DOCUMENT SECTION:
But even he admits he can’t help but think about free agency a little.

The buzz around the league is Golden State is at the front of the line if Durant decides to leave OKC, and he has done some research, reports Marc Spears of Yahoo Sports.

The Warriors play in front of an intimidating Oracle Arena crowd and are expected to debut a new San Francisco arena in 2019. Durant has quietly done his due diligence on the Bay Area, too, sources told Yahoo Sports.

His people — specifically agent Rich Kleiman and personal manager Charlie Bell — would be stupid not to have done some research on not only Golden State but on every other team he might consider: Houston, Miami, Washington, both teams in Los Angeles, the Knicks, and on down the line. Golden State, playing with Stephen Curry, certainly would have its attractions.

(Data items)
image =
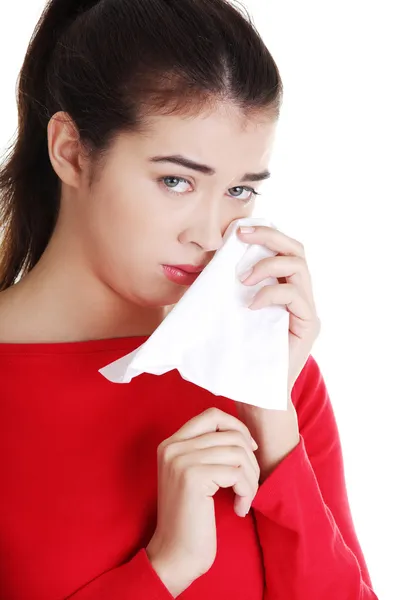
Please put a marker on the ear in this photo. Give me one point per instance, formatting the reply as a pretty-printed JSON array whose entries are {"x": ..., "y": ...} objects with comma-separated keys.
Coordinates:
[{"x": 65, "y": 150}]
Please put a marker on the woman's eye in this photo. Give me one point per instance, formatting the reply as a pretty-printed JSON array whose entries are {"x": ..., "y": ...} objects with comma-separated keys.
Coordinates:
[
  {"x": 238, "y": 191},
  {"x": 175, "y": 184},
  {"x": 178, "y": 185}
]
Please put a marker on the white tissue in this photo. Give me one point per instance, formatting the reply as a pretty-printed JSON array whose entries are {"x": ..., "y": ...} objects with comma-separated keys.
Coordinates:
[{"x": 214, "y": 339}]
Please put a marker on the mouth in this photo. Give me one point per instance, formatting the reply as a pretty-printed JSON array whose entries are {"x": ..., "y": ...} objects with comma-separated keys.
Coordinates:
[{"x": 182, "y": 274}]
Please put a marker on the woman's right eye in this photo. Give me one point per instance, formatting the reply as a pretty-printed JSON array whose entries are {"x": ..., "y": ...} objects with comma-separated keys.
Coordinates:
[{"x": 171, "y": 183}]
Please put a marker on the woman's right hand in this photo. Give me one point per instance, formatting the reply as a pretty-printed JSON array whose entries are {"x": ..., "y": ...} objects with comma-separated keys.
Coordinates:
[{"x": 212, "y": 450}]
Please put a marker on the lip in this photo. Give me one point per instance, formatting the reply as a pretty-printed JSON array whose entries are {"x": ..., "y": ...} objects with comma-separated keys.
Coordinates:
[
  {"x": 178, "y": 275},
  {"x": 188, "y": 268}
]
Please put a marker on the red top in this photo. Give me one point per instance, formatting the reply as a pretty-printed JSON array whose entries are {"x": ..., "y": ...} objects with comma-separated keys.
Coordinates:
[{"x": 79, "y": 487}]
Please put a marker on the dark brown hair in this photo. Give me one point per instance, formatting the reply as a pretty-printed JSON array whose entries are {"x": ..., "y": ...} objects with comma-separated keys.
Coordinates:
[{"x": 108, "y": 64}]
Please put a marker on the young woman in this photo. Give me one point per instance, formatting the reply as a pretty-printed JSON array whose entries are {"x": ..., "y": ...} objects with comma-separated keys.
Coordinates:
[{"x": 145, "y": 129}]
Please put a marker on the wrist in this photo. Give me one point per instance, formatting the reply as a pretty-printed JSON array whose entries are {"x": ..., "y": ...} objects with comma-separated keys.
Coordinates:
[{"x": 171, "y": 575}]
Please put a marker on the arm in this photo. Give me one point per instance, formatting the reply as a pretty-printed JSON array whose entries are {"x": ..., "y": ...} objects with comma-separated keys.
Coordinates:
[
  {"x": 135, "y": 579},
  {"x": 302, "y": 514}
]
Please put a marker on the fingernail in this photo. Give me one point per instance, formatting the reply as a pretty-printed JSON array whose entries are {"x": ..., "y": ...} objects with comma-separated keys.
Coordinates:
[{"x": 245, "y": 275}]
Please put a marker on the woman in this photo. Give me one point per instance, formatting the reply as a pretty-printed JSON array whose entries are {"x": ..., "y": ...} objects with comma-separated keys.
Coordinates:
[{"x": 145, "y": 128}]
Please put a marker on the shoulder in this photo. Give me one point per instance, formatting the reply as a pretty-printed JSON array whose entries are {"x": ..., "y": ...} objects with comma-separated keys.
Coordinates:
[{"x": 313, "y": 405}]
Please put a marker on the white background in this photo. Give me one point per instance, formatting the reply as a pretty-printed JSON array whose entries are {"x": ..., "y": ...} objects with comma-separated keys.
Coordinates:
[{"x": 335, "y": 187}]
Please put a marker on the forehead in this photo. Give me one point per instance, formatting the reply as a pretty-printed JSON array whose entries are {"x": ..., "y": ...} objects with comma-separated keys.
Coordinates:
[{"x": 224, "y": 137}]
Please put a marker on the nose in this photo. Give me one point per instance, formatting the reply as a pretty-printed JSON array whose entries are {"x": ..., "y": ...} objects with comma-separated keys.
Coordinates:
[{"x": 206, "y": 227}]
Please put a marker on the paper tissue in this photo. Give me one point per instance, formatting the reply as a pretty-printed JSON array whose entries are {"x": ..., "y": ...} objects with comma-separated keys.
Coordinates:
[{"x": 213, "y": 338}]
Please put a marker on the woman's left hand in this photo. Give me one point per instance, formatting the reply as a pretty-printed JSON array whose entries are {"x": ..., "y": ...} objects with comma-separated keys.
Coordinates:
[{"x": 276, "y": 432}]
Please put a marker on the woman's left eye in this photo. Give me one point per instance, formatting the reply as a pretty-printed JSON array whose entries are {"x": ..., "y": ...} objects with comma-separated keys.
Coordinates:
[{"x": 250, "y": 192}]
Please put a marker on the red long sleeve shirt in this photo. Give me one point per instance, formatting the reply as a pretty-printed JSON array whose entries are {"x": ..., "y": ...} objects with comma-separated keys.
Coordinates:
[{"x": 78, "y": 494}]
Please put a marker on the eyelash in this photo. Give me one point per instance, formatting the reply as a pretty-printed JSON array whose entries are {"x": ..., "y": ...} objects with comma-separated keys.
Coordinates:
[{"x": 171, "y": 191}]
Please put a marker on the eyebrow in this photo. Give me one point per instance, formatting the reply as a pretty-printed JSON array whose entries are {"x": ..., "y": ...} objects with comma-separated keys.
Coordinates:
[{"x": 206, "y": 170}]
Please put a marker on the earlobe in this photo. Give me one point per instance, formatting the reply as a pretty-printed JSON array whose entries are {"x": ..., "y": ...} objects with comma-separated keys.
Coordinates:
[{"x": 64, "y": 148}]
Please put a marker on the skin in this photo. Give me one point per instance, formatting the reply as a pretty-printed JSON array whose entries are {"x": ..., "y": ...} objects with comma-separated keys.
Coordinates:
[{"x": 101, "y": 277}]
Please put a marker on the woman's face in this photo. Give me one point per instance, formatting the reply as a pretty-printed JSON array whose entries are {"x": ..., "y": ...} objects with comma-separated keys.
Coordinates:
[{"x": 145, "y": 210}]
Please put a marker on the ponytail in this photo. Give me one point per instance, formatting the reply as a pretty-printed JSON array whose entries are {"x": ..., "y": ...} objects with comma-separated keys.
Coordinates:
[
  {"x": 107, "y": 64},
  {"x": 29, "y": 187}
]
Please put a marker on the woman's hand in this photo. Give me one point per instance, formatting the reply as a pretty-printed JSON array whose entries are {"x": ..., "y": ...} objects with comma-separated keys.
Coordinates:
[
  {"x": 276, "y": 432},
  {"x": 212, "y": 450}
]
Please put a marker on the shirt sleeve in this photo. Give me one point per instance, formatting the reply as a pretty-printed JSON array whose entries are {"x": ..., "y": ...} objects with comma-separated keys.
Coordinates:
[
  {"x": 134, "y": 580},
  {"x": 302, "y": 514}
]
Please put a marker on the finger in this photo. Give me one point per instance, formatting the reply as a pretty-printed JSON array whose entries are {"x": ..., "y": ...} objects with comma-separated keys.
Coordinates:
[
  {"x": 209, "y": 421},
  {"x": 234, "y": 456},
  {"x": 274, "y": 240},
  {"x": 224, "y": 476},
  {"x": 291, "y": 267},
  {"x": 224, "y": 439},
  {"x": 285, "y": 294}
]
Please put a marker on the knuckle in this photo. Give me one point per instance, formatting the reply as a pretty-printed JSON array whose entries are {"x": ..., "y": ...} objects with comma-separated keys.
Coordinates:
[{"x": 166, "y": 452}]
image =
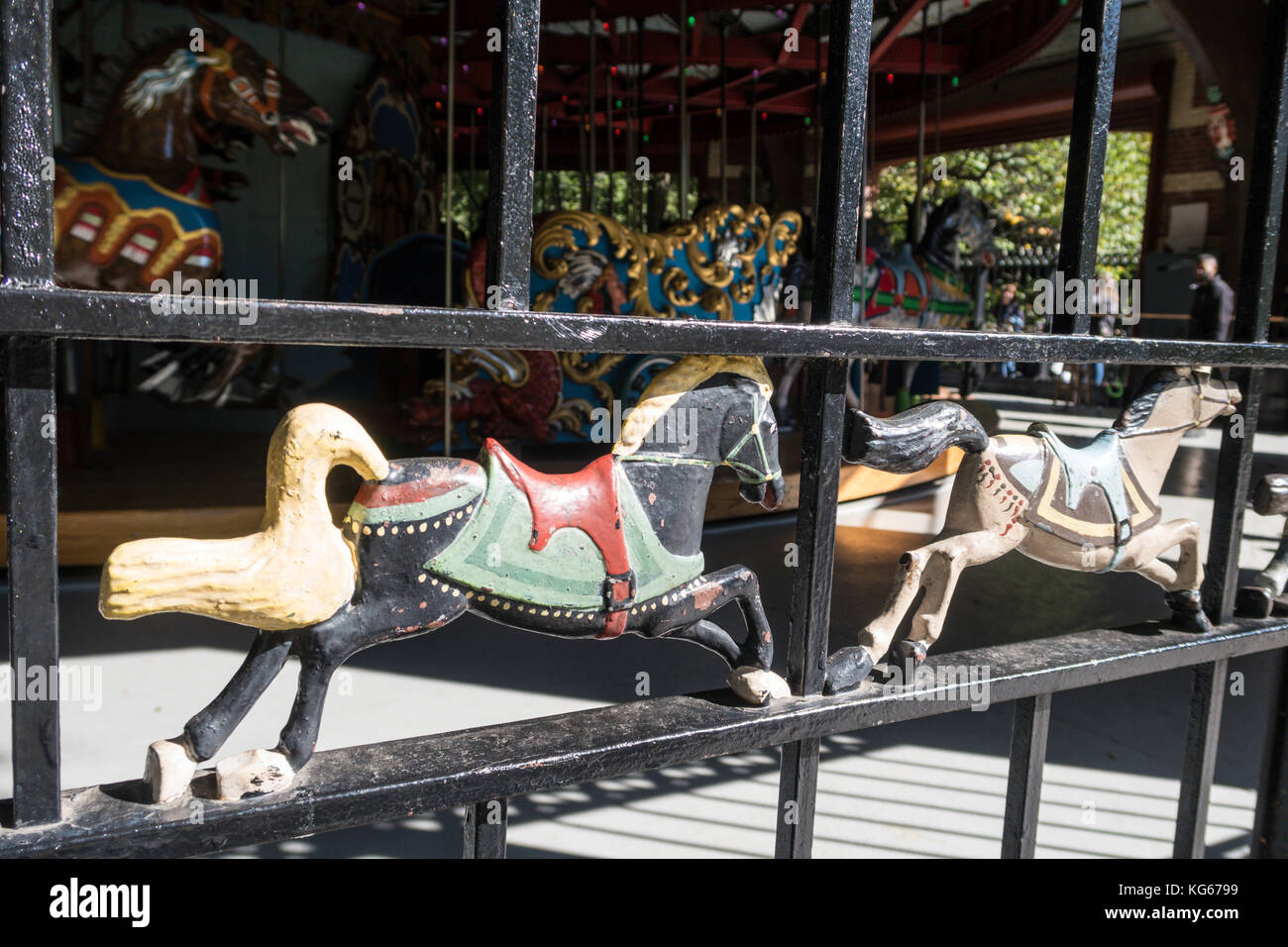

WRITTEN INSTRUCTION 1: In the Durant free agency passage, which reporter and outlet are cited for the report about Golden State?
WRITTEN INSTRUCTION 2: Repeat the part of the Durant free agency passage that begins with the words containing "The buzz around" and ends with "of Yahoo Sports.".
WRITTEN INSTRUCTION 3: Pick up the Durant free agency passage where it stops and keep writing.

EXERCISE RESULT 1: Marc Spears of Yahoo Sports.

EXERCISE RESULT 2:
The buzz around the league is Golden State is at the front of the line if Durant decides to leave OKC, and he has done some research, reports Marc Spears of Yahoo Sports.

EXERCISE RESULT 3:
I’m still in the camp that Durant signs a 1+1 deal to stay in Oklahoma City (meaning he can opt out after one more season, in 2017), and it’s all about the cash. While he could get 30 percent of a $90 million cap this summer (about $27 million a season to start), with one more year of service in 2017 Durant could get 35 percent of $108 million ($37.8 million to start). That’s a lot of cash. Plus he gets one more chance at a ring with Russell Westbrook and Serge Ibaka, who both are 2017 free agents.

But you can be sure whatever Durant decides, it will be well researched and thought out. And he’s not going to announce it in a live special on ESPN.